----- Supplied records
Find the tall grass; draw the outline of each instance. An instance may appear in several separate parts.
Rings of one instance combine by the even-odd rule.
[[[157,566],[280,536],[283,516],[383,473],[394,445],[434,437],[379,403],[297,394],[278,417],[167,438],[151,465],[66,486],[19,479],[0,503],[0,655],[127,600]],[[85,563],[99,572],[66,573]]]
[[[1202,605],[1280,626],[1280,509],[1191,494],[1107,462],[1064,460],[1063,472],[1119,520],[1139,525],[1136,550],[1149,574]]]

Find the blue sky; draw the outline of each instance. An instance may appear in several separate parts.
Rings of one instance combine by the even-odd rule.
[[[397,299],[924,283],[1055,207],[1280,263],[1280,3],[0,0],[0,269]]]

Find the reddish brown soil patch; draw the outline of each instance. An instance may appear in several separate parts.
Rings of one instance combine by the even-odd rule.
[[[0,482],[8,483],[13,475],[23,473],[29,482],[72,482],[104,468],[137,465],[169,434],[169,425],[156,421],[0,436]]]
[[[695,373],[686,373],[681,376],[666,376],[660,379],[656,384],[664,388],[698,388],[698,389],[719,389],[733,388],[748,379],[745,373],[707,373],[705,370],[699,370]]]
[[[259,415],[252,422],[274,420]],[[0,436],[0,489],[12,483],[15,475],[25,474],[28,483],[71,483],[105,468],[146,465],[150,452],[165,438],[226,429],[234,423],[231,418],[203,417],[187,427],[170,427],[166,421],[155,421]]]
----------
# Problem requirements:
Could you print every record above exactly as it appears?

# Solution to the exercise:
Find the tall grass; draw the outline of each instance. An instance may appear in several separate parts.
Rings of one instance combine by the even-odd rule.
[[[157,566],[280,536],[283,516],[383,473],[394,445],[434,437],[379,403],[297,394],[278,417],[167,438],[151,465],[66,486],[19,479],[0,503],[0,655],[127,600]],[[85,563],[99,572],[66,573]]]
[[[1202,605],[1280,626],[1280,509],[1191,494],[1107,462],[1064,460],[1063,472],[1119,520],[1139,525],[1136,550],[1149,574]]]

Find the blue sky; draw the outline of each instance. An instance may appear in several separate parts.
Rings of one instance combine by the even-odd rule.
[[[397,299],[924,283],[1055,207],[1280,263],[1280,3],[0,0],[0,269]]]

Find the reddish brown soil patch; draw the outline of each instance. An instance may appear in several separate parts.
Rings of one instance combine by the even-odd rule.
[[[0,482],[8,483],[13,475],[23,473],[29,482],[72,482],[104,468],[137,465],[169,434],[169,425],[156,421],[0,436]]]
[[[695,373],[686,373],[681,376],[666,376],[660,379],[656,384],[664,388],[698,388],[698,389],[719,389],[733,388],[748,379],[745,373],[707,373],[705,370],[699,370]]]
[[[259,415],[252,422],[274,420]],[[0,436],[0,489],[12,483],[15,475],[25,474],[28,483],[71,483],[105,468],[146,465],[150,452],[165,438],[226,429],[234,423],[231,418],[203,417],[187,427],[170,427],[166,421],[155,421]]]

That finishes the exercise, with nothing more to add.